# Excerpt:

Trustee litigation: The Madoff Securities trustee (the 'Trustee') has brought lawsuits in the US against various HSBC companies and others seeking recovery of alleged transfers from Madoff Securities to the HSBC companies in the amount of $543m (plus interest), and these lawsuits remain pending in the US Bankruptcy Court for the Southern District of New York.

The Trustee has filed a claim against various HSBC companies in the High Court of England and Wales seeking recovery of alleged transfers from Madoff Securities to the HSBC companies. The claim has not yet been served and the amount claimed has not been specified.

Fairfield Funds litigation: Fairfield Sentry Limited, Fairfield Sigma Limited and Fairfield Lambda Limited (together, the 'Fairfield Funds') (in liquidation) have brought lawsuits in the US against various HSBC companies and others seeking recovery of alleged transfers from the Fairfield Funds to the HSBC companies (that acted as nominees for clients) in the amount of $382m (plus interest). Fairfield Funds' claims against most of the HSBC companies have been dismissed, but remain pending on appeal before the US Court of Appeals for the Second Circuit. Fairfield Funds' claims against HSBC Private Bank (Suisse) SA ('PBRS') and HSBC Securities Services Luxembourg ('HSSL') have not been dismissed and are ongoing before the US Bankruptcy Court for the Southern District of New York. PBRS and HSSL have appealed the decision not to dismiss them and these appeals are pending before the US Court of Appeals for the Second Circuit.

Herald Fund SPC ('Herald') litigation: HSSL and HSBC Bank plc are defending an action brought by Herald (in liquidation) before the Luxembourg District Court seeking restitution of securities and cash in the amount of $2.5bn (plus interest), or damages in the amount of $5.6bn (plus interest). In 2013, the Luxembourg District Court dismissed Herald's securities restitution claim and stayed the cash restitution and damages claims. In December 2024, the Luxembourg Court of Appeal reversed the Luxembourg District Court's dismissal and determined that Herald's claims for restitution of securities and cash were founded in principle. HSSL has appealed this decision. Herald's claim against HSBC Bank plc is pending.

Alpha Prime Fund Limited ('Alpha Prime') litigation: Various HSBC companies are defending a number of actions brought by Alpha Prime in the Luxembourg District Court seeking damages for alleged breach of contract and negligence in the amount of $1.16bn (plus interest). These matters are currently pending before the Luxembourg District Court.

In November 2024, Alpha Prime served various HSBC companies with a lawsuit filed in the Bermuda Supreme Court seeking damages for unspecified amounts for alleged breach of contract and negligence. This claim is currently stayed.

# Written exercise A:
In the litigation excerpt above, why is Herald's securities restitution claim still live even though the Luxembourg District Court dismissed it in 2013?

# Dataset excerpts:
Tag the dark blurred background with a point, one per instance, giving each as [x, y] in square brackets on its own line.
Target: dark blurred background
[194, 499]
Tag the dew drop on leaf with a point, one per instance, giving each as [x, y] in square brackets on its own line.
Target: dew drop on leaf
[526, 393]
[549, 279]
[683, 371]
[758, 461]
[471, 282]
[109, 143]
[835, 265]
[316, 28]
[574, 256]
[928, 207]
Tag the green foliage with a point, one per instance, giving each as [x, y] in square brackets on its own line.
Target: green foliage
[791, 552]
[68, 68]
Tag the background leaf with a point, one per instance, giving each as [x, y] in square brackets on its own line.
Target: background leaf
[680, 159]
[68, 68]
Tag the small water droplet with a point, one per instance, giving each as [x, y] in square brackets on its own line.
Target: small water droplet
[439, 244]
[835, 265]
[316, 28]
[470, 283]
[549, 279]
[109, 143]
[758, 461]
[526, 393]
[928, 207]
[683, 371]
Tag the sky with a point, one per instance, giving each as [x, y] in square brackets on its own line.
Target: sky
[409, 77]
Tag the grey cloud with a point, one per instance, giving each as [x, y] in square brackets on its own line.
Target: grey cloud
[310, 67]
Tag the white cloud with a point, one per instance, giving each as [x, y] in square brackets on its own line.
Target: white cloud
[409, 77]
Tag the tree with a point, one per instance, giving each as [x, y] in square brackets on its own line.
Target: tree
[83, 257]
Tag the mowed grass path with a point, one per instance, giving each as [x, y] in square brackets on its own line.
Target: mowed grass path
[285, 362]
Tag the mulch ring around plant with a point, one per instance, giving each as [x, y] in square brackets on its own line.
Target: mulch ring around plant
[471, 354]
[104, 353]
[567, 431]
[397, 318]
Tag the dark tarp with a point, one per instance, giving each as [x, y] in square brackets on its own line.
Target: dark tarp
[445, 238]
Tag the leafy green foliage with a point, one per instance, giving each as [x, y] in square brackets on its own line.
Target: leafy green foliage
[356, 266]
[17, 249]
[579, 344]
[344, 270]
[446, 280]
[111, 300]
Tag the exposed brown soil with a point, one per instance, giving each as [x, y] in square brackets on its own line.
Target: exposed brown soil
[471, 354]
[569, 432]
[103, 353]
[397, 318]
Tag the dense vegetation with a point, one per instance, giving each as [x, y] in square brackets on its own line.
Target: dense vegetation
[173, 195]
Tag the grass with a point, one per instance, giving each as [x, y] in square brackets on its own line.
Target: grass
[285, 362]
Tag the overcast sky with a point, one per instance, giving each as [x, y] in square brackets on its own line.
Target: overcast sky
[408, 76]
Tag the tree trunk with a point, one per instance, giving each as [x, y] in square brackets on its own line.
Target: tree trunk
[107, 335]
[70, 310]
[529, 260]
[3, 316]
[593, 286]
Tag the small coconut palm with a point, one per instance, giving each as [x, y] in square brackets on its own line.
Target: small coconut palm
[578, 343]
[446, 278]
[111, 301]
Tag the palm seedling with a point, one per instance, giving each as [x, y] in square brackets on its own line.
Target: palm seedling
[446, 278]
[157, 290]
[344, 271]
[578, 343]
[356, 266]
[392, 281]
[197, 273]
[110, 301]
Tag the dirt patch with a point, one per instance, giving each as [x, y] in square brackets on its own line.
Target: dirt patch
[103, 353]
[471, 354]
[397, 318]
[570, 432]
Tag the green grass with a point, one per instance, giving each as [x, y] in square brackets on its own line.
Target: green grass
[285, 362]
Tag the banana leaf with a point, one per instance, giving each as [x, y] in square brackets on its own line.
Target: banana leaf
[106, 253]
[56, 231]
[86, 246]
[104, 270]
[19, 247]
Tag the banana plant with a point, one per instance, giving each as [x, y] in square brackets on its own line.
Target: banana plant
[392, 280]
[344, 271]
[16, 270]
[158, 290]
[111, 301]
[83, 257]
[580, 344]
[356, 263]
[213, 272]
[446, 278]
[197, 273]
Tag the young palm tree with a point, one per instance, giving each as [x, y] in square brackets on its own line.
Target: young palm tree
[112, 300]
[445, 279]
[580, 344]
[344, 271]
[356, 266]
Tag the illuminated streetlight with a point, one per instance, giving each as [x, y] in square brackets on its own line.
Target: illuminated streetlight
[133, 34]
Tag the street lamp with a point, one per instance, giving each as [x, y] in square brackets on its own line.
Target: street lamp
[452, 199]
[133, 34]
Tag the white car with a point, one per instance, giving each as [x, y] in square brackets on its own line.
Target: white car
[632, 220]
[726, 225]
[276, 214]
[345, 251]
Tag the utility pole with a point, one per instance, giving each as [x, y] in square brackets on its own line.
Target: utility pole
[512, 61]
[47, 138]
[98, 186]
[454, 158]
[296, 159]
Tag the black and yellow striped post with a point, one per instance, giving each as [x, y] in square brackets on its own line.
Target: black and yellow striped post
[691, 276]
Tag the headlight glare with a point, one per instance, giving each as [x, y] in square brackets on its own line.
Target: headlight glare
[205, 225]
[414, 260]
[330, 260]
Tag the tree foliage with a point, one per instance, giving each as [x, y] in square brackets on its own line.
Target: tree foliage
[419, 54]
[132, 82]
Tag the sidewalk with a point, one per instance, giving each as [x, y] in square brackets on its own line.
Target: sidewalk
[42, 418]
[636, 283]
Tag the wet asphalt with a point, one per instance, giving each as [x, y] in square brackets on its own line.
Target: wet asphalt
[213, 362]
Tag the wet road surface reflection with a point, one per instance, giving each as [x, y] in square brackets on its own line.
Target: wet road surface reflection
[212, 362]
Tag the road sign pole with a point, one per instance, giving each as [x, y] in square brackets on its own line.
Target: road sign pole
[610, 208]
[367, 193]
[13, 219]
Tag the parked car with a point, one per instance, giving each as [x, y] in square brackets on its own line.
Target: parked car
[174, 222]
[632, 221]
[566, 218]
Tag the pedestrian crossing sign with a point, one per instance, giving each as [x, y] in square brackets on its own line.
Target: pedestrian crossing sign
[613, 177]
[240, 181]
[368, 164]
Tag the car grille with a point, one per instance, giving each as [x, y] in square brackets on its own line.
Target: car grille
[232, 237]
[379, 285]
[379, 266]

# Written exercise B:
Convert the rows, starting at the line that contains "Tag the wet road" and ending at the last line of the rows, into a JSON list of strings with one string per line.

# Worked answer A:
In December 2024, the Luxembourg Court of Appeal reversed the District Court's dismissal. It determined that Herald's claims for restitution of securities and cash were founded in principle. HSSL has appealed this decision.

# Worked answer B:
[
  "Tag the wet road surface reflection with a point, one per instance, giving each as [x, y] in square brackets on its own line.",
  "Target: wet road surface reflection",
  "[212, 362]",
  "Tag the road sign pole with a point, one per instance, giving each as [x, y] in square brackets on its own line.",
  "Target: road sign pole",
  "[610, 208]",
  "[367, 193]",
  "[13, 219]",
  "Tag the parked car with a point, one per instance, giving each as [x, y] in square brackets on its own line.",
  "Target: parked car",
  "[174, 222]",
  "[632, 221]",
  "[566, 218]",
  "Tag the pedestrian crossing sign with a point, one per instance, giving each as [x, y] in square brackets on its own line.",
  "Target: pedestrian crossing sign",
  "[613, 177]",
  "[240, 181]",
  "[368, 164]",
  "Tag the car grille with a point, one per instance, giving each as [x, y] in square brackets on its own line.",
  "Target: car grille",
  "[232, 237]",
  "[379, 285]",
  "[379, 266]"
]